:: TASK ::
Rewrite the data below with "clear blue sky" changed to "cloudless sky" everywhere it occurs, leaving all other wording untouched. Leave the pictures out of your answer.

:: DATA SHOWN ::
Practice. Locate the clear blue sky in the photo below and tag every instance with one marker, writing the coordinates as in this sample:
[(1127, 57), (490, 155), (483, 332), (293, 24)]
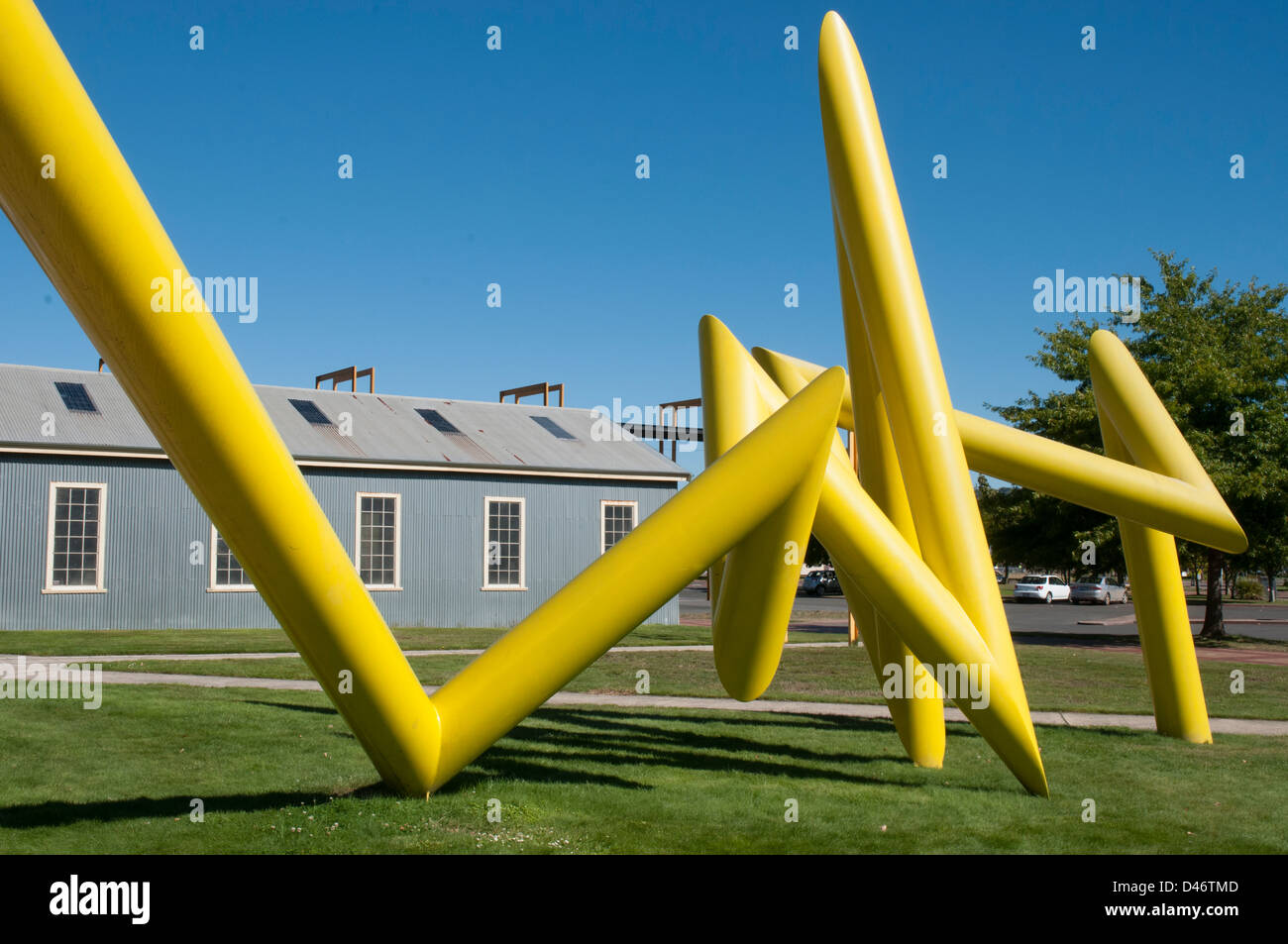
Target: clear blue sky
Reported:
[(518, 167)]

:: CORRECT RESULT ::
Practice. Locate the cloudless sky in the photo below and tag every instance with one marker, writing the coordinates as in this sample:
[(1127, 57), (490, 155), (483, 332), (293, 24)]
Target: cloudless sky
Reported:
[(518, 167)]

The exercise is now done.